__What is being asked__: Without the pictures, copy the entries below word for word.

(Rows from a dataset)
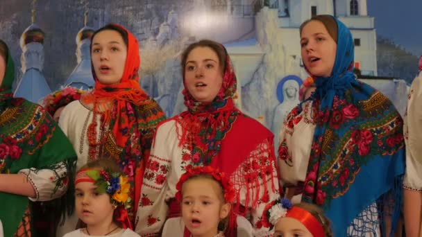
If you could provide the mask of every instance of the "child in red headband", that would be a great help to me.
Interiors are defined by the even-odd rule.
[[[77,228],[64,237],[139,237],[133,232],[126,209],[130,185],[117,164],[98,159],[81,168],[75,178]]]
[[[233,236],[236,216],[230,211],[235,191],[223,173],[211,166],[189,169],[176,184],[182,202],[185,237]]]
[[[332,237],[330,220],[316,205],[292,205],[288,199],[269,204],[262,218],[263,225],[275,227],[274,237]]]

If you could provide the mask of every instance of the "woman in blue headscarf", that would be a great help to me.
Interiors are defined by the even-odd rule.
[[[316,89],[280,133],[287,198],[321,206],[335,236],[388,236],[401,207],[403,121],[385,96],[356,80],[353,38],[344,24],[318,15],[300,30]]]

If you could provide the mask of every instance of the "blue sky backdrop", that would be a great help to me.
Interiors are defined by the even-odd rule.
[[[379,35],[422,55],[422,0],[367,0],[367,6]]]

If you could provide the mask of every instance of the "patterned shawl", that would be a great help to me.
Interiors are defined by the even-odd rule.
[[[235,107],[233,98],[237,88],[236,75],[230,57],[227,51],[226,53],[223,85],[214,100],[210,103],[196,101],[185,85],[183,93],[188,110],[172,119],[175,119],[182,128],[182,131],[177,132],[180,138],[179,146],[183,148],[183,161],[190,160],[194,166],[209,165],[232,177],[237,194],[236,204],[233,208],[235,213],[239,213],[241,187],[247,186],[246,208],[255,209],[263,198],[258,195],[259,180],[260,177],[273,173],[273,135],[259,122]],[[266,139],[270,146],[258,147]],[[254,157],[255,163],[252,164],[253,167],[244,167],[238,170],[241,170],[240,173],[235,173],[254,150],[257,152]],[[246,184],[242,183],[242,180]],[[274,190],[274,184],[271,188]],[[267,193],[268,187],[266,185],[264,188],[264,193]],[[233,225],[235,227],[235,223],[229,223],[229,226]],[[226,235],[235,236],[235,227],[228,229],[229,231]]]
[[[117,155],[117,162],[131,182],[130,198],[133,203],[137,204],[140,195],[144,159],[149,156],[155,127],[165,119],[165,116],[158,104],[140,86],[140,57],[137,40],[123,26],[115,26],[128,34],[128,53],[121,80],[118,84],[102,84],[92,67],[95,88],[91,93],[84,94],[82,101],[93,105],[94,108],[94,117],[87,130],[90,159],[94,159],[99,146],[104,144],[106,147],[113,146],[115,143],[122,148],[121,154]],[[101,114],[101,128],[109,129],[97,141],[96,115],[109,103],[112,104],[112,107]],[[137,207],[137,205],[133,206],[134,209],[129,211],[131,216]]]
[[[42,107],[24,98],[12,98],[13,61],[8,53],[6,71],[0,87],[0,173],[16,174],[20,170],[60,168],[64,162],[67,176],[53,180],[56,188],[67,185],[65,197],[56,200],[63,216],[73,211],[73,179],[76,155],[56,122]],[[56,190],[54,191],[56,191]],[[33,220],[28,197],[0,193],[0,220],[4,236],[35,236],[29,233]],[[25,231],[28,228],[29,232]]]
[[[332,74],[316,78],[316,90],[311,96],[316,127],[303,200],[321,206],[333,222],[334,236],[346,236],[348,227],[360,228],[352,223],[355,218],[360,220],[360,228],[376,223],[383,228],[386,216],[390,216],[396,226],[405,143],[403,121],[390,100],[355,79],[353,38],[346,26],[336,21]],[[368,209],[375,201],[378,212]],[[375,221],[359,215],[363,211],[374,215]]]

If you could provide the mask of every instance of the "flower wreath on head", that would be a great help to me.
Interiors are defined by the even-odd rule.
[[[78,171],[75,186],[81,182],[94,183],[100,193],[106,193],[115,209],[115,220],[121,224],[123,229],[133,229],[127,209],[130,208],[129,191],[130,184],[127,177],[120,173],[112,173],[108,169],[87,168]]]
[[[85,92],[75,87],[67,87],[47,95],[44,98],[42,105],[53,116],[58,108],[81,99],[81,95]]]
[[[210,175],[212,179],[218,182],[220,185],[223,187],[224,193],[224,200],[226,203],[233,204],[236,198],[236,191],[233,187],[233,184],[230,181],[228,177],[226,176],[224,173],[219,172],[218,169],[215,169],[211,166],[196,166],[194,168],[188,168],[186,173],[182,175],[177,184],[176,188],[177,193],[176,193],[176,198],[179,202],[182,202],[182,186],[189,178],[195,176],[201,175]],[[233,236],[234,233],[236,232],[237,224],[237,213],[233,211],[233,207],[230,210],[228,214],[228,224],[226,228],[225,235],[226,236]],[[185,232],[183,236],[191,236],[191,234],[185,227]]]
[[[211,166],[196,166],[194,168],[188,168],[185,173],[182,175],[176,188],[178,192],[176,193],[176,198],[179,201],[182,201],[182,186],[186,180],[193,176],[199,176],[201,175],[208,175],[212,177],[214,179],[218,182],[223,187],[224,193],[224,200],[227,203],[233,203],[236,198],[236,191],[233,187],[233,184],[230,179],[226,177],[223,172],[219,172],[218,169],[215,169]]]
[[[269,203],[264,209],[262,225],[272,229],[281,218],[292,218],[301,222],[314,237],[326,236],[321,222],[309,211],[292,204],[290,200],[280,198]]]
[[[100,193],[107,193],[113,205],[130,207],[129,191],[130,184],[128,178],[118,173],[111,173],[107,169],[85,168],[79,170],[75,179],[75,185],[81,182],[92,182]]]

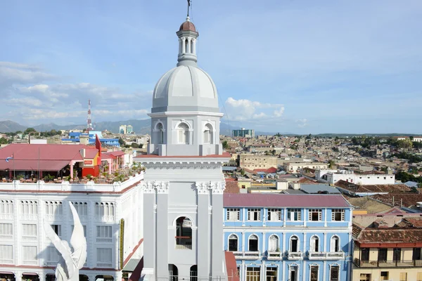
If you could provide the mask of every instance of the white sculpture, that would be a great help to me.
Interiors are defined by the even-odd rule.
[[[78,281],[79,270],[87,261],[87,240],[84,235],[84,228],[72,202],[69,202],[69,205],[75,226],[70,237],[70,246],[73,248],[73,252],[68,241],[60,240],[49,223],[44,223],[44,226],[47,237],[61,254],[56,267],[56,281]]]

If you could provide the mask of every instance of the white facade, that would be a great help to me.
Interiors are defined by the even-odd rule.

__Response to this task__:
If you could provide the mask of every instance of the "child in red headband", that would be a great help to me.
Interiors are defined by the even-odd rule.
[[[77,228],[64,237],[139,237],[133,232],[126,209],[130,185],[117,164],[98,159],[81,168],[75,178]]]
[[[233,236],[236,216],[230,211],[235,191],[223,173],[211,166],[189,169],[176,184],[182,202],[185,237]]]
[[[332,237],[330,220],[316,205],[292,205],[288,199],[269,204],[262,218],[263,225],[275,227],[274,237]]]

If you could provide the mask of every instance of the "woman in blue headscarf", that would be a great help to me.
Interiors are defined by the even-odd rule.
[[[316,89],[280,133],[287,198],[321,206],[335,236],[388,236],[401,207],[403,121],[385,96],[356,80],[353,38],[344,24],[318,15],[300,30]]]

If you could provide the mask of every instance of the "blue sky backdrop", that would be a great help to me.
Interiors are defined by the even-odd rule.
[[[379,35],[422,55],[422,0],[367,0],[367,6]]]

If you could provide the mask of every instance of the "patterned shawl", that would be a great help to me.
Interiors are defined by the even-odd rule.
[[[235,107],[233,98],[237,88],[236,75],[230,57],[227,51],[226,53],[223,85],[214,100],[210,103],[196,101],[185,85],[183,93],[188,110],[172,119],[175,119],[182,128],[182,131],[177,132],[180,138],[179,146],[183,148],[183,161],[190,160],[194,166],[209,165],[232,177],[237,194],[236,204],[233,208],[235,213],[239,213],[241,187],[247,186],[246,208],[255,209],[263,198],[258,195],[259,180],[260,177],[273,173],[273,135],[259,122]],[[266,139],[270,146],[258,147]],[[254,157],[255,163],[252,164],[253,167],[244,167],[238,170],[241,170],[240,173],[235,173],[254,150],[257,152]],[[246,184],[242,183],[242,180]],[[274,190],[274,184],[271,188]],[[267,193],[268,187],[266,185],[264,188],[264,193]],[[233,225],[235,227],[235,223],[229,223],[229,226]],[[226,235],[235,236],[235,227],[228,229],[229,231]]]
[[[117,155],[117,162],[131,182],[130,198],[133,203],[137,204],[140,195],[144,159],[149,156],[155,127],[165,119],[165,116],[158,104],[140,86],[140,57],[137,40],[123,26],[115,26],[128,34],[128,53],[121,80],[118,84],[102,84],[92,67],[95,88],[91,93],[84,94],[82,101],[93,105],[94,108],[94,117],[87,130],[90,159],[94,159],[99,146],[104,144],[106,147],[113,146],[115,143],[122,148],[121,154]],[[101,114],[101,128],[109,129],[97,141],[96,115],[109,103],[112,104],[112,107]],[[137,207],[137,205],[133,206],[134,209],[129,211],[131,216]]]
[[[42,107],[24,98],[12,98],[13,61],[8,53],[6,71],[0,87],[0,173],[16,174],[20,170],[60,168],[64,162],[67,176],[53,180],[56,188],[67,185],[65,197],[56,200],[63,216],[73,211],[73,179],[76,155],[56,122]],[[56,190],[54,191],[56,191]],[[33,220],[28,197],[0,193],[0,220],[4,236],[35,236],[29,233]],[[25,231],[28,228],[29,232]]]
[[[332,74],[316,78],[316,90],[311,96],[316,127],[303,200],[321,206],[333,222],[334,236],[346,236],[348,227],[360,228],[352,223],[355,218],[360,220],[360,228],[376,223],[383,228],[386,216],[390,216],[396,226],[405,143],[403,121],[390,100],[355,79],[353,38],[346,26],[336,21]],[[368,209],[375,201],[378,212]],[[375,221],[359,215],[363,211],[374,215]]]

If you could provide the mask of every instance of the "flower wreath on head", that would be a great help to me.
Interiors are defined by the even-odd rule.
[[[78,171],[75,186],[81,182],[94,183],[100,193],[106,193],[115,209],[115,220],[121,224],[123,229],[133,229],[127,209],[130,208],[129,191],[130,184],[127,177],[120,173],[112,173],[108,169],[87,168]]]
[[[85,92],[75,87],[67,87],[47,95],[44,98],[42,105],[53,116],[58,108],[81,99],[81,95]]]
[[[210,175],[212,179],[218,182],[220,185],[223,187],[224,193],[224,200],[226,203],[233,204],[236,198],[236,191],[233,187],[233,184],[230,181],[228,177],[226,176],[224,173],[219,172],[218,169],[215,169],[211,166],[196,166],[194,168],[188,168],[186,173],[182,175],[177,184],[176,188],[177,193],[176,193],[176,198],[179,202],[182,202],[182,186],[189,178],[195,176],[201,175]],[[233,236],[234,233],[236,232],[237,224],[237,213],[233,211],[233,207],[230,210],[228,214],[228,224],[226,228],[225,235],[226,236]],[[185,232],[183,236],[191,236],[191,234],[185,227]]]
[[[211,166],[196,166],[194,168],[188,168],[185,173],[182,175],[176,188],[178,192],[176,193],[176,198],[179,201],[182,201],[182,186],[186,180],[193,176],[199,176],[201,175],[208,175],[212,177],[214,179],[218,182],[223,187],[224,193],[224,200],[227,203],[233,203],[236,198],[236,191],[233,187],[233,184],[230,179],[226,177],[223,172],[219,172],[218,169],[215,169]]]
[[[269,203],[264,209],[262,225],[272,229],[281,218],[292,218],[301,222],[314,237],[326,236],[321,222],[309,211],[292,204],[290,200],[280,198]]]
[[[100,193],[107,193],[113,205],[130,207],[129,191],[130,184],[128,178],[118,173],[111,173],[107,169],[85,168],[79,170],[75,179],[75,185],[81,182],[92,182]]]

If you could provide the mask of every instance of the white sculpture, that would be a great help to me.
Interiors are defined by the even-odd rule.
[[[78,281],[79,270],[87,261],[87,240],[84,235],[84,228],[72,202],[69,202],[69,205],[75,226],[70,237],[70,246],[73,248],[73,252],[68,241],[60,240],[49,223],[44,223],[44,226],[47,237],[61,254],[56,267],[56,281]]]

If you could provide the mask of every instance of the white facade, that would be a great help to me.
Interiors are defined by the even-odd rule.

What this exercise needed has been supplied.